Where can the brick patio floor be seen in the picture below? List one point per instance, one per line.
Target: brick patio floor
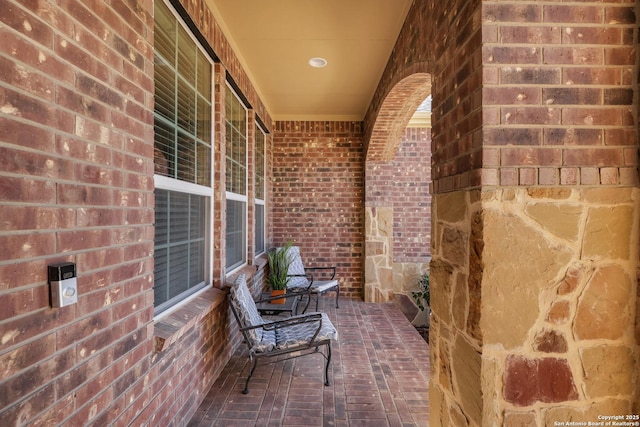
(379, 377)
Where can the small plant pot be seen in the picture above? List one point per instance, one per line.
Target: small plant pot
(277, 292)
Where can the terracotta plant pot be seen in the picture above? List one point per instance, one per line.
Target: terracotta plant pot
(275, 293)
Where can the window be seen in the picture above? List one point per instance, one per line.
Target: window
(236, 180)
(259, 175)
(182, 162)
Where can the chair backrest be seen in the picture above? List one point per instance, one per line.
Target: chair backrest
(296, 267)
(245, 310)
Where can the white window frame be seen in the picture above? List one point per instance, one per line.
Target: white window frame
(241, 197)
(172, 184)
(258, 201)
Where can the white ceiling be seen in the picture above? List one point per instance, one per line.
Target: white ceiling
(274, 39)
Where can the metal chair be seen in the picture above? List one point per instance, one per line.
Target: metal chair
(307, 280)
(294, 336)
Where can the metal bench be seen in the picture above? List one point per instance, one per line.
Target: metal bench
(294, 336)
(309, 280)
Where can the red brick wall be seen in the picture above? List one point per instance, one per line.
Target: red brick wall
(558, 102)
(76, 184)
(317, 198)
(410, 197)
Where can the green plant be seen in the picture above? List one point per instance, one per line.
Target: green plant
(422, 296)
(279, 267)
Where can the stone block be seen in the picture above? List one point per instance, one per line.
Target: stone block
(550, 342)
(451, 207)
(608, 233)
(467, 366)
(573, 278)
(459, 303)
(519, 419)
(604, 308)
(548, 380)
(608, 371)
(441, 277)
(559, 312)
(455, 245)
(562, 220)
(384, 221)
(585, 413)
(511, 287)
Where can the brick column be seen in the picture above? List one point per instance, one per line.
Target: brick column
(535, 207)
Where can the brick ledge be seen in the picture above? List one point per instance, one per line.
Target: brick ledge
(170, 328)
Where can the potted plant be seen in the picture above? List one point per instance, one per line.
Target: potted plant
(278, 271)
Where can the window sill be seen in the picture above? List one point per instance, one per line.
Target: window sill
(170, 328)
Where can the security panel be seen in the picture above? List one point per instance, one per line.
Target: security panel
(64, 284)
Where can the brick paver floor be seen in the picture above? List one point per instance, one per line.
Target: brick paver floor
(379, 377)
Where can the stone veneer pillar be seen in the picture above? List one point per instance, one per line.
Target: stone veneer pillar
(534, 296)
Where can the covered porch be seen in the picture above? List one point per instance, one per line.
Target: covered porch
(379, 376)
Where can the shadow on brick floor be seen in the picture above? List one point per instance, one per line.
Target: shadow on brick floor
(379, 377)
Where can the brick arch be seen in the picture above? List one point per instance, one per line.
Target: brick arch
(394, 114)
(396, 109)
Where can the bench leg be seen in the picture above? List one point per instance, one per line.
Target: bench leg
(253, 368)
(326, 366)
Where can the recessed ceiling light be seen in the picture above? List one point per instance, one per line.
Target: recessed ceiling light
(318, 62)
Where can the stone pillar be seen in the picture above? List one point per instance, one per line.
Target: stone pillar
(378, 275)
(534, 303)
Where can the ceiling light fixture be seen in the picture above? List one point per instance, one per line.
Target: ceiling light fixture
(318, 62)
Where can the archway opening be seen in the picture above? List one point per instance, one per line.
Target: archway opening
(397, 195)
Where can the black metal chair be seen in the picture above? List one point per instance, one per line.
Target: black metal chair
(308, 280)
(294, 336)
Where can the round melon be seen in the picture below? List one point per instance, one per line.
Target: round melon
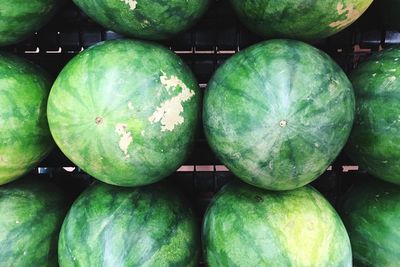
(278, 113)
(20, 18)
(247, 226)
(31, 215)
(374, 143)
(117, 226)
(24, 133)
(302, 20)
(125, 111)
(145, 19)
(371, 213)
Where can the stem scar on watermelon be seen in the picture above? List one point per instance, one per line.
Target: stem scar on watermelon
(125, 111)
(131, 3)
(349, 11)
(278, 113)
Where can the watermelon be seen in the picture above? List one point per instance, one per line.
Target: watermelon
(21, 18)
(278, 113)
(374, 143)
(24, 133)
(125, 111)
(371, 213)
(145, 19)
(302, 20)
(247, 226)
(119, 226)
(31, 215)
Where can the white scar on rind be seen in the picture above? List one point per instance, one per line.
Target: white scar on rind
(131, 3)
(169, 112)
(352, 14)
(125, 137)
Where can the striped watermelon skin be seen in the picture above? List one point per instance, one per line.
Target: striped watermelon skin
(117, 226)
(125, 111)
(374, 143)
(278, 113)
(300, 20)
(20, 18)
(371, 213)
(31, 215)
(248, 226)
(145, 19)
(24, 133)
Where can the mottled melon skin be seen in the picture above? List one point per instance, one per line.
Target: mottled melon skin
(115, 226)
(145, 19)
(371, 214)
(31, 214)
(25, 138)
(125, 111)
(247, 226)
(300, 20)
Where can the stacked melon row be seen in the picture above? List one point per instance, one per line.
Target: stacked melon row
(277, 114)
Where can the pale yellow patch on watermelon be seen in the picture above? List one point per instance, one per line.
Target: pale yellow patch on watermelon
(131, 3)
(352, 13)
(125, 137)
(169, 112)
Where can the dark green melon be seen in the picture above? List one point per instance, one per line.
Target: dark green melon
(117, 226)
(303, 20)
(278, 113)
(125, 111)
(147, 19)
(246, 226)
(371, 213)
(31, 215)
(21, 18)
(24, 133)
(374, 143)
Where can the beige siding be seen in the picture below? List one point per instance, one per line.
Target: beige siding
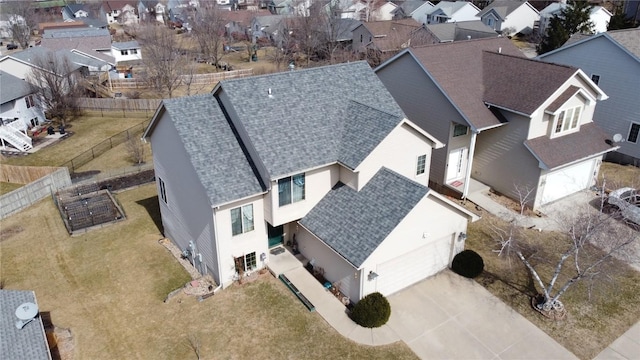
(501, 159)
(424, 104)
(318, 182)
(399, 152)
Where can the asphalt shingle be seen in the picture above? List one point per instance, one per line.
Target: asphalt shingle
(215, 153)
(355, 223)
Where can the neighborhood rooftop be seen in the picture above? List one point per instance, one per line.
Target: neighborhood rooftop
(369, 215)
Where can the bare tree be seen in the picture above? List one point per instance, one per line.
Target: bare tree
(56, 81)
(587, 242)
(164, 58)
(208, 28)
(22, 21)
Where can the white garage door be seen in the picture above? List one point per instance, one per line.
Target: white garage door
(563, 182)
(407, 269)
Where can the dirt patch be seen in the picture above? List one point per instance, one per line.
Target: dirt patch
(7, 232)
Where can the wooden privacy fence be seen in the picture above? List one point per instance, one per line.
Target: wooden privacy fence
(34, 191)
(119, 104)
(24, 174)
(196, 79)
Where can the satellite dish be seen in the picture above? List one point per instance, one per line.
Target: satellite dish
(617, 138)
(26, 312)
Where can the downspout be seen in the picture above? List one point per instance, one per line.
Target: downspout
(467, 176)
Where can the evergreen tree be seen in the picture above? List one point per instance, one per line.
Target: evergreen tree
(574, 18)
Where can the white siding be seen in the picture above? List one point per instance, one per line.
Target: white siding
(399, 152)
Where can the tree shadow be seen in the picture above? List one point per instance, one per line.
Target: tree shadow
(528, 288)
(153, 209)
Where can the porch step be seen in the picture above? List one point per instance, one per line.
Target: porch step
(297, 293)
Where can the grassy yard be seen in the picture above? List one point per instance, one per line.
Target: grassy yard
(598, 312)
(108, 287)
(87, 132)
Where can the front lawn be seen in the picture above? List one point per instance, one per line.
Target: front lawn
(108, 287)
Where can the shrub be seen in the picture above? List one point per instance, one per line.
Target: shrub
(372, 311)
(468, 264)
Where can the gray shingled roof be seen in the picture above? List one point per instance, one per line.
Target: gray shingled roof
(562, 150)
(355, 223)
(26, 343)
(460, 30)
(215, 153)
(301, 125)
(12, 88)
(501, 7)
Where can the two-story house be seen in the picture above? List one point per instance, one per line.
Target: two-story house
(322, 159)
(451, 11)
(612, 60)
(509, 122)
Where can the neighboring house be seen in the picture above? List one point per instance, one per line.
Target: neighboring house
(415, 9)
(599, 16)
(94, 42)
(612, 60)
(119, 11)
(322, 158)
(19, 111)
(510, 17)
(151, 10)
(269, 27)
(508, 121)
(384, 36)
(449, 11)
(463, 30)
(30, 342)
(126, 51)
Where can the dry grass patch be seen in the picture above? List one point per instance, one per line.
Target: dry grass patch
(108, 287)
(599, 311)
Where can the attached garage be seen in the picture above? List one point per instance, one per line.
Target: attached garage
(569, 180)
(407, 269)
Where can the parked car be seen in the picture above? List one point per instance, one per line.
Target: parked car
(627, 200)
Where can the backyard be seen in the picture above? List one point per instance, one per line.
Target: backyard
(598, 312)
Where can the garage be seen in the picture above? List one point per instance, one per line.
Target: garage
(567, 181)
(407, 269)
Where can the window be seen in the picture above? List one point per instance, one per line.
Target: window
(246, 263)
(568, 120)
(459, 130)
(291, 189)
(163, 191)
(421, 164)
(633, 133)
(29, 101)
(242, 219)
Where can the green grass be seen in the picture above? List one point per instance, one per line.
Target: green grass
(107, 286)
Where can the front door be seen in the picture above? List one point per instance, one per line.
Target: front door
(275, 235)
(457, 164)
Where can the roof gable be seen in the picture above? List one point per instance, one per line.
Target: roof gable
(343, 218)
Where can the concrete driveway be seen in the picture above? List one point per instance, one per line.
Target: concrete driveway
(450, 317)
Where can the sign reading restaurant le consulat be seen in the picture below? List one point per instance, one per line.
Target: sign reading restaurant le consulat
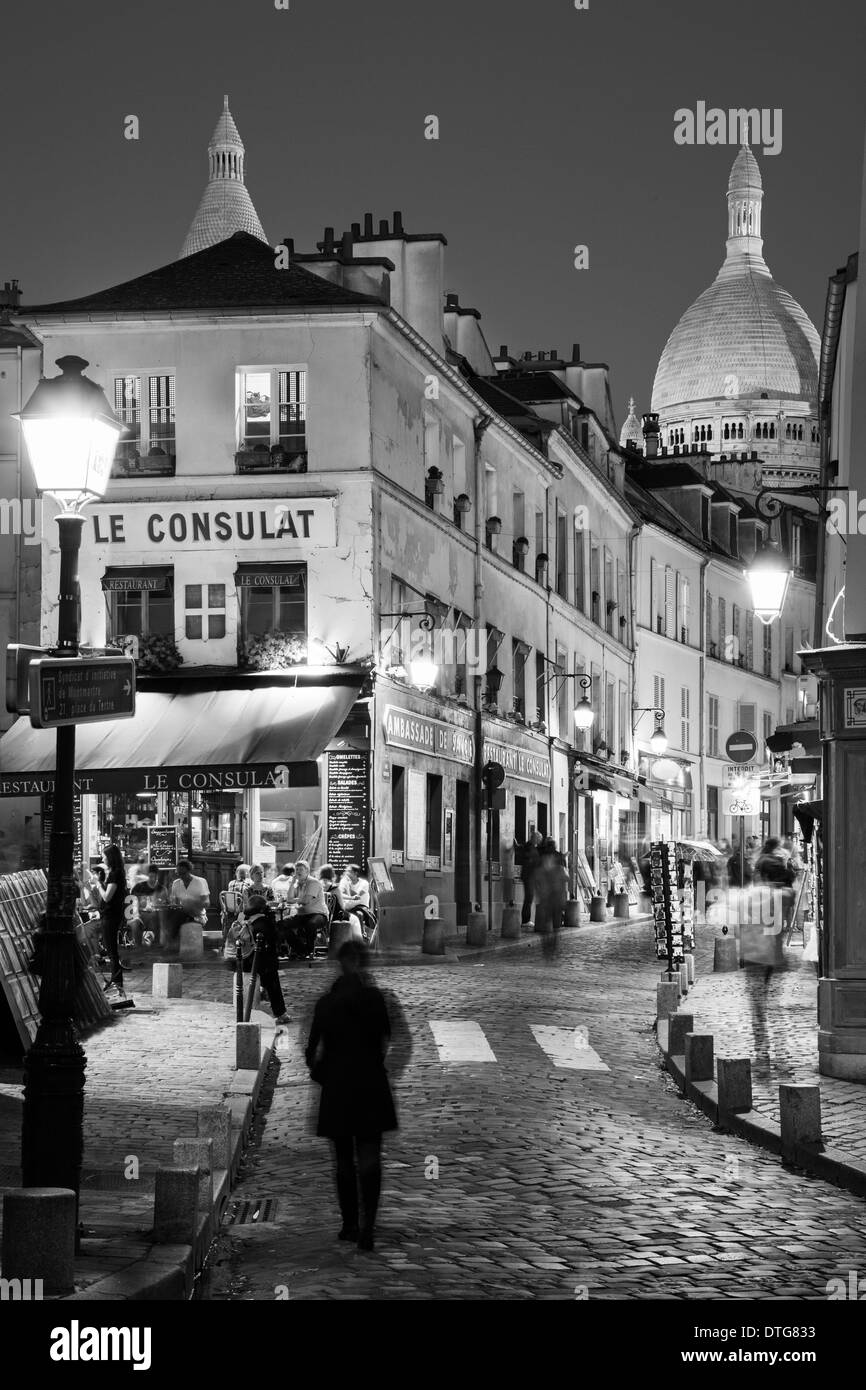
(264, 521)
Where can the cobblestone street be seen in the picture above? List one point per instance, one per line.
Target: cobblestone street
(531, 1169)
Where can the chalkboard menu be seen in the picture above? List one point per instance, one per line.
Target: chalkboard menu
(348, 809)
(163, 845)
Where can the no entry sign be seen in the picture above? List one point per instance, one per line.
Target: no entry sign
(741, 747)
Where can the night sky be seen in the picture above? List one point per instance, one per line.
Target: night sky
(556, 128)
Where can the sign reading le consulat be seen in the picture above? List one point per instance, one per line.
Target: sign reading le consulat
(213, 524)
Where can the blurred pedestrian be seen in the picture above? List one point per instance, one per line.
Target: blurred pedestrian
(346, 1057)
(111, 897)
(528, 868)
(260, 922)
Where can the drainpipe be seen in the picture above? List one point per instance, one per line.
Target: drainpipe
(702, 730)
(480, 427)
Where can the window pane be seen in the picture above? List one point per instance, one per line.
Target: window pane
(259, 612)
(292, 610)
(257, 406)
(160, 615)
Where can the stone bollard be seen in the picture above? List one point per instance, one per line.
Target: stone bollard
(192, 941)
(175, 1205)
(726, 955)
(510, 923)
(476, 931)
(433, 937)
(167, 980)
(39, 1237)
(667, 998)
(620, 905)
(198, 1153)
(248, 1047)
(214, 1122)
(677, 1026)
(699, 1057)
(734, 1077)
(799, 1115)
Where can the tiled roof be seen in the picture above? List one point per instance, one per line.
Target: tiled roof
(234, 274)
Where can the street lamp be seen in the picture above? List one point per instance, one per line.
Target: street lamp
(71, 435)
(658, 740)
(584, 715)
(769, 578)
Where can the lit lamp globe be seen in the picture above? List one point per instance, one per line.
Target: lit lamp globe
(769, 578)
(71, 435)
(659, 740)
(423, 672)
(584, 715)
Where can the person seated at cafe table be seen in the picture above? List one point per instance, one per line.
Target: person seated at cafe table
(188, 901)
(256, 887)
(309, 909)
(152, 898)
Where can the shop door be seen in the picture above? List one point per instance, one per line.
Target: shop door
(462, 855)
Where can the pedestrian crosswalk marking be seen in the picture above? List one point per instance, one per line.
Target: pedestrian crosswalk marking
(567, 1047)
(460, 1040)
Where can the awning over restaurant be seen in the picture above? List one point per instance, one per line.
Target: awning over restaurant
(182, 733)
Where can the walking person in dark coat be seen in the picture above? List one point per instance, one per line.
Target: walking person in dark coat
(346, 1055)
(531, 859)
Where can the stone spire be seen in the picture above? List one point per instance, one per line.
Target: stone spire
(631, 431)
(225, 205)
(744, 198)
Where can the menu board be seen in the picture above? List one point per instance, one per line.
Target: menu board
(348, 809)
(163, 845)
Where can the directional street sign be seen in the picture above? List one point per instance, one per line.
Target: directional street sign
(74, 690)
(741, 747)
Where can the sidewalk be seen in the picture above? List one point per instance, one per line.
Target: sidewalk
(149, 1070)
(720, 1005)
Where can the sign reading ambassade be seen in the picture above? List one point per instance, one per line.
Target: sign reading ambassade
(403, 729)
(264, 523)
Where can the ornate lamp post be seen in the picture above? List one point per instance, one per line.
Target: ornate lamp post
(71, 435)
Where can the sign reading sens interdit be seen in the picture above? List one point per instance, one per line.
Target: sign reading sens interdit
(428, 736)
(264, 523)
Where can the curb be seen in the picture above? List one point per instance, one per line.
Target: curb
(168, 1272)
(829, 1164)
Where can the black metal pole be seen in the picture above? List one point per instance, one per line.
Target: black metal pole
(52, 1134)
(489, 861)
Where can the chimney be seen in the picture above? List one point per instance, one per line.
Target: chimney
(10, 295)
(651, 435)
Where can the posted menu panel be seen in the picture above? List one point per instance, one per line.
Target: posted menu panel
(348, 809)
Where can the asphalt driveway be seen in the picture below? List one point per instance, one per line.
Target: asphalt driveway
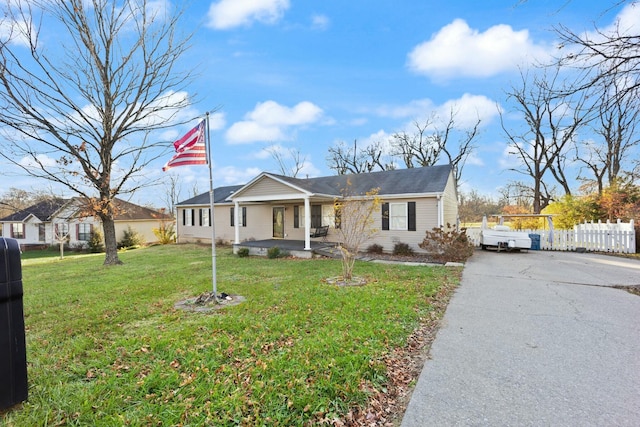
(535, 338)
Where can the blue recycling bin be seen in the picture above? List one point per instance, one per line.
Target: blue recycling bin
(13, 353)
(535, 241)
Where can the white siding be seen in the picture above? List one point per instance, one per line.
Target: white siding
(267, 187)
(426, 219)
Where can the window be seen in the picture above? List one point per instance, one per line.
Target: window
(328, 215)
(316, 216)
(243, 217)
(296, 216)
(187, 217)
(399, 216)
(61, 229)
(84, 232)
(17, 230)
(205, 217)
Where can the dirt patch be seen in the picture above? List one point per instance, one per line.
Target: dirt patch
(632, 289)
(206, 302)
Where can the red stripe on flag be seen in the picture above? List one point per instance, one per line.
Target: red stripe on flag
(190, 149)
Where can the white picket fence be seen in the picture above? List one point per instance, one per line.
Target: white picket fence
(617, 237)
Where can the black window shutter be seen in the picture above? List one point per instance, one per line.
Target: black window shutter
(411, 216)
(385, 216)
(316, 216)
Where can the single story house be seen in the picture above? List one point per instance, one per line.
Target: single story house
(45, 222)
(274, 206)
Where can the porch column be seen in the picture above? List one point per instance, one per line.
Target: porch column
(307, 224)
(236, 225)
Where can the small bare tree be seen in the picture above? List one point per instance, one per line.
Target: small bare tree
(431, 142)
(347, 160)
(61, 235)
(80, 113)
(550, 127)
(289, 163)
(354, 224)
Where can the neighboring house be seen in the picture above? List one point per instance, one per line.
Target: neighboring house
(279, 207)
(47, 221)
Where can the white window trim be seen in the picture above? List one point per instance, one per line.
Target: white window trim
(393, 218)
(328, 216)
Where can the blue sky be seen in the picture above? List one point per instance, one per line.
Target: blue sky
(303, 75)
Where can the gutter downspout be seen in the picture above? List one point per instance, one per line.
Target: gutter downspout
(236, 227)
(307, 224)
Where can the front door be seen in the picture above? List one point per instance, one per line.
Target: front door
(278, 223)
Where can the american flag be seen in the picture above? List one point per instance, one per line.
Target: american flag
(190, 149)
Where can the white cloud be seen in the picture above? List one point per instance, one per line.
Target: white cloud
(411, 109)
(269, 121)
(468, 109)
(458, 50)
(227, 14)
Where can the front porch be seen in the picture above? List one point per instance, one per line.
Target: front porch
(293, 247)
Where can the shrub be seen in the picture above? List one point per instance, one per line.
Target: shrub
(243, 252)
(96, 244)
(374, 249)
(78, 246)
(273, 252)
(450, 245)
(165, 233)
(131, 239)
(402, 249)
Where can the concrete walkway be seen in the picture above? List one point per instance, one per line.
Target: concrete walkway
(535, 339)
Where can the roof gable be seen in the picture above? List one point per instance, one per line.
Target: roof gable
(423, 180)
(220, 195)
(43, 210)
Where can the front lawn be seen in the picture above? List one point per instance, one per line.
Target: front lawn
(106, 346)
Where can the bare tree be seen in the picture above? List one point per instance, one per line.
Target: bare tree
(354, 226)
(551, 126)
(616, 123)
(81, 113)
(603, 56)
(345, 160)
(427, 145)
(290, 163)
(172, 194)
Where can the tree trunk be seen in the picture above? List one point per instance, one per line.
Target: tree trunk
(110, 242)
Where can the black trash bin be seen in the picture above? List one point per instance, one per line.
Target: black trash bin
(13, 351)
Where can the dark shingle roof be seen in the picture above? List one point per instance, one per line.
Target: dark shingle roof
(220, 195)
(41, 210)
(429, 179)
(129, 211)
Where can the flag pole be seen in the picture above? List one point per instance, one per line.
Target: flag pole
(211, 216)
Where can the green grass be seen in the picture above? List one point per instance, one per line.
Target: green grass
(106, 347)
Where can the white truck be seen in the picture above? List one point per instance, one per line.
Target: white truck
(502, 237)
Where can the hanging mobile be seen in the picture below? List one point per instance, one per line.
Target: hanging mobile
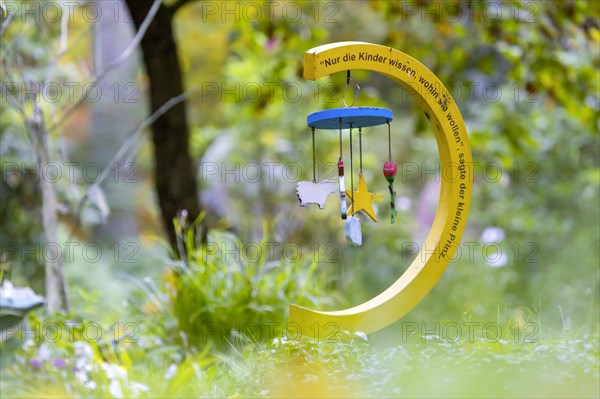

---------------

:: 実施する課題 ::
上の行のうち、「paver」という語を含むものはどれですか。該当する行をすべて書き写してください。

:: 課題の結果 ::
Where can the brick paver floor be seen in the picture above? List one point per instance, one per line.
Target: brick paver floor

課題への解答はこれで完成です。